Pourquoi Genève a écarté les alternatives à Microsoft 365
Le Conseil d’État genevois a envisagé trois scénarios avant de retenir la suite bureautique cloud de Microsoft. Une note interne révèle les limites des alternatives open source, le coût d’un changement et les risques liés à un abandon de Microsoft.

Début juin, le Conseil d’État genevois a validé le déploiement progressif des outils Microsoft 365 hébergés sur le cloud. Cette décision repose sur l’analyse de plusieurs scénarios, exposés dans une note interne signée par la conseillère d’État Carole-Anne Kast et d'abord révélée en exclusivité par nos confrères du Temps (paywall). Notre rédaction a pu consulter une reproduction de ce document, qui examine trois options: le maintien des outils actuels, l’adoption d’une solution alternative ou la migration vers Microsoft 365 en mode cloud.

**ENTRÉES EXTRAITES:**

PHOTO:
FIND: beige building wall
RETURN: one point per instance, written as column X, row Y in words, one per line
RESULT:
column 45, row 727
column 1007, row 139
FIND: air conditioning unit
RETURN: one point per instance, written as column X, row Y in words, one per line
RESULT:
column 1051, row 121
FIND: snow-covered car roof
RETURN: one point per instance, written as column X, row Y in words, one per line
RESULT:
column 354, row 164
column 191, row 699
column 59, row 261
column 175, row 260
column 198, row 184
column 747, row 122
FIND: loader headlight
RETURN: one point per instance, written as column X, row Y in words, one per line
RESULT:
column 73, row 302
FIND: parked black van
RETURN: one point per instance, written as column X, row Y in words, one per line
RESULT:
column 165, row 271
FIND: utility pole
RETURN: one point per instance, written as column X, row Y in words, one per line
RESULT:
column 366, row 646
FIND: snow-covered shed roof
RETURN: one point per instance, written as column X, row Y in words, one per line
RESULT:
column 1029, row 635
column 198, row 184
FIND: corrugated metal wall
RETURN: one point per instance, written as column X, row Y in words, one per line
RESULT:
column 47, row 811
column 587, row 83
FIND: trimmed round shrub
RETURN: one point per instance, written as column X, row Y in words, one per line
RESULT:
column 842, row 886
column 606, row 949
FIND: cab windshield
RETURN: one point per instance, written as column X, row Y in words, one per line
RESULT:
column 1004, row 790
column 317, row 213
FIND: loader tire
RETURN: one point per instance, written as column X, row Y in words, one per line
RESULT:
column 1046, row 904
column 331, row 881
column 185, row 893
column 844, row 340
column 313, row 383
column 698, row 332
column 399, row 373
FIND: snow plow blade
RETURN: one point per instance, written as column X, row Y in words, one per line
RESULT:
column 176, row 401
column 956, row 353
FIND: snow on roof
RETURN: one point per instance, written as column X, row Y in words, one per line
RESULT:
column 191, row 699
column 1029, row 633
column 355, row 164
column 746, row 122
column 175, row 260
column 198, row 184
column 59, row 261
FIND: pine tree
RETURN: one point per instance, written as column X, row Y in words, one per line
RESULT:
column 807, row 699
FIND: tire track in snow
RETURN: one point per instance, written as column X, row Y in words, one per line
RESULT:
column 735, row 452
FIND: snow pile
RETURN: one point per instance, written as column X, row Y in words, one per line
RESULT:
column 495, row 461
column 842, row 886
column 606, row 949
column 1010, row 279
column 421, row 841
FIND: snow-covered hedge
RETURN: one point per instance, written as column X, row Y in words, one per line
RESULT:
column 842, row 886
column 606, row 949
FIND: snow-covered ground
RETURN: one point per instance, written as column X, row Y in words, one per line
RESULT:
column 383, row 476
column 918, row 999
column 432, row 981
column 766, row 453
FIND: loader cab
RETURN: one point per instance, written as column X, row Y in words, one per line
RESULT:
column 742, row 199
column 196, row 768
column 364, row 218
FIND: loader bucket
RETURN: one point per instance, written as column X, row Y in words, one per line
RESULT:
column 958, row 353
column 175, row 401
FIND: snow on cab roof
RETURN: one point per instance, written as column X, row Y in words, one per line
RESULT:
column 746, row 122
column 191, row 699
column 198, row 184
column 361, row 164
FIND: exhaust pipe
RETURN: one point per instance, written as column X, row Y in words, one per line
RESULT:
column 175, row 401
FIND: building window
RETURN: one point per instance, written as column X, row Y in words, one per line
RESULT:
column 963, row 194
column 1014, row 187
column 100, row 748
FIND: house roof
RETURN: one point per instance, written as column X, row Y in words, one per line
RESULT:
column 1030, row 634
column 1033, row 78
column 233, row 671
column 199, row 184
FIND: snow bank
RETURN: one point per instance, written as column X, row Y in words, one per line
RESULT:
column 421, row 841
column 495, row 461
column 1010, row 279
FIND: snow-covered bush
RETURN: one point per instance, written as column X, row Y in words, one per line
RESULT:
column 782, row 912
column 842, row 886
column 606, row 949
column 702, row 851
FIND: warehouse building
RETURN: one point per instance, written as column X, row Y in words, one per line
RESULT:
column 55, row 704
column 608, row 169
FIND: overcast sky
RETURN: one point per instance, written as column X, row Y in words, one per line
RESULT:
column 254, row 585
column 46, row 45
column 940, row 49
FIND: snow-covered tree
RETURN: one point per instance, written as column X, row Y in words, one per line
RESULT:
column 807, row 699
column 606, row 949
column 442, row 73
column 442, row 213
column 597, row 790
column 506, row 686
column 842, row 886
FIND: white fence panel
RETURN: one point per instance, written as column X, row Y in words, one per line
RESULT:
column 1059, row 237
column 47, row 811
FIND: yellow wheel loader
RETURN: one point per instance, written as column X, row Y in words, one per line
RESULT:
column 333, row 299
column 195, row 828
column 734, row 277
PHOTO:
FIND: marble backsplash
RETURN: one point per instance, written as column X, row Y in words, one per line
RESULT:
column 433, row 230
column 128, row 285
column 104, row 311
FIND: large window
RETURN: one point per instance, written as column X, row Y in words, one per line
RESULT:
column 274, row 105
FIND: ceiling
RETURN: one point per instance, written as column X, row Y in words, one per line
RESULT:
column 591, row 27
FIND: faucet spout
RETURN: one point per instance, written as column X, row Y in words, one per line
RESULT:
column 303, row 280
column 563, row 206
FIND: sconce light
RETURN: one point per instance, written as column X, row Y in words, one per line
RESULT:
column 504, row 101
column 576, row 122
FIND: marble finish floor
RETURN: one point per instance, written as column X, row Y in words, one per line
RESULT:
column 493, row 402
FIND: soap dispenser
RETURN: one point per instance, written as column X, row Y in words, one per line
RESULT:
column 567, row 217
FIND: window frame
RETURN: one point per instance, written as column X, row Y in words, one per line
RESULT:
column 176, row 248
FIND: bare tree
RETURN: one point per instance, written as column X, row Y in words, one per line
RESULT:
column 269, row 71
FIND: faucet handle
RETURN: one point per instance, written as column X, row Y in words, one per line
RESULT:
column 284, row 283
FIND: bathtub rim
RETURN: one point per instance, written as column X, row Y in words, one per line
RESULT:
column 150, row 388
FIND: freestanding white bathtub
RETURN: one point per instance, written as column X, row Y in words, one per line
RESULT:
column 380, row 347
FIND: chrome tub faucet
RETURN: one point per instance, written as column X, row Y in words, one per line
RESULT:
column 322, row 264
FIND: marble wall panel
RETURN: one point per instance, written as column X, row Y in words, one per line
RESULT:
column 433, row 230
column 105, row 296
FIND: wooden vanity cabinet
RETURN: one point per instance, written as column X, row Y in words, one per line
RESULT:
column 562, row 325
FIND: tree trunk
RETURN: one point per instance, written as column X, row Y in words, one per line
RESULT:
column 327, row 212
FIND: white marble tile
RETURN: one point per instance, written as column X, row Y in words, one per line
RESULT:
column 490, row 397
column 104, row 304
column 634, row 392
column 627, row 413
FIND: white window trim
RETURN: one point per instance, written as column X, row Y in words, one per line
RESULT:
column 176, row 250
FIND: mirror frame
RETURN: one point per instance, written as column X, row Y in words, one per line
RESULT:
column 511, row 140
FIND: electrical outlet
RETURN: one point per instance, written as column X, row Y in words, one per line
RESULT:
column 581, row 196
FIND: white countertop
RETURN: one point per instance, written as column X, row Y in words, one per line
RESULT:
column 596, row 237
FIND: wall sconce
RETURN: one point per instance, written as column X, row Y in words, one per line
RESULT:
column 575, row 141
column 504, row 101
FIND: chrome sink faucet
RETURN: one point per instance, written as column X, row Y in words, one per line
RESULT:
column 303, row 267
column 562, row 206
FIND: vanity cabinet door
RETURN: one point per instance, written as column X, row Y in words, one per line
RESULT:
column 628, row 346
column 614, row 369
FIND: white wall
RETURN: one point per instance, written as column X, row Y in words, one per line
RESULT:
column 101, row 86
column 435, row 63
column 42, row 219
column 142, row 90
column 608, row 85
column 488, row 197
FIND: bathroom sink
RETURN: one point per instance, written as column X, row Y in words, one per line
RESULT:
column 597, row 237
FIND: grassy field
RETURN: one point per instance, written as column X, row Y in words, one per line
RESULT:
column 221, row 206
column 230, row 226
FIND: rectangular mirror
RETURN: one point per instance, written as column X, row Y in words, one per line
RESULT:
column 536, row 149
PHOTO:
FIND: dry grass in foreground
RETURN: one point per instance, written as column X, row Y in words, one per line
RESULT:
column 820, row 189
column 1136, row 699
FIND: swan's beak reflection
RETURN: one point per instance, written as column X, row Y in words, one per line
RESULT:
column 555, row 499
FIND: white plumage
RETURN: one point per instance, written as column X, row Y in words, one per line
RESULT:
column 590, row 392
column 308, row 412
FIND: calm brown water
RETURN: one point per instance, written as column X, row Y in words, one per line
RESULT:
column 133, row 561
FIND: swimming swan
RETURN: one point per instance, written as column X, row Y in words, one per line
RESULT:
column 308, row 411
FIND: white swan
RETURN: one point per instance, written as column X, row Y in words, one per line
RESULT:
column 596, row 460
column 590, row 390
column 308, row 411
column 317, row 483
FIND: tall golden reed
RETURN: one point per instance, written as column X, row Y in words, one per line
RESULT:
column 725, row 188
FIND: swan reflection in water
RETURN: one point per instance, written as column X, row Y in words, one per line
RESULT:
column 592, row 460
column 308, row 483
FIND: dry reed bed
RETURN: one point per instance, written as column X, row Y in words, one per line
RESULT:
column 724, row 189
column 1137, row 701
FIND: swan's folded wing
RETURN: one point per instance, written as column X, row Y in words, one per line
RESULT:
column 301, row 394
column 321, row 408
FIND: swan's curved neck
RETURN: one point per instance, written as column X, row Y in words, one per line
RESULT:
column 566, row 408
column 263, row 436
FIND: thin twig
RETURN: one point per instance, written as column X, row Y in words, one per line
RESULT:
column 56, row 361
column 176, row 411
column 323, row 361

**TÂCHES À RÉALISER:**
[1] D'après le texte affiché, qui a signé la note interne analysant les scénarios ?
[2] Recopiez, s'il vous plaît, le passage du texte affiché qui s'ouvre sur les mots contenant « Pourquoi Genève a » et se clôt sur « abandon de Microsoft. », en changeant « open source » en « libres ».
Les enregistrements n'ont aucun rôle à jouer ici.

**RÉSULTATS DES TÂCHES:**
[1] La conseillère d'État Carole-Anne Kast.

[2]
Pourquoi Genève a écarté les alternatives à Microsoft 365
Le Conseil d’État genevois a envisagé trois scénarios avant de retenir la suite bureautique cloud de Microsoft. Une note interne révèle les limites des alternatives libres, le coût d’un changement et les risques liés à un abandon de Microsoft.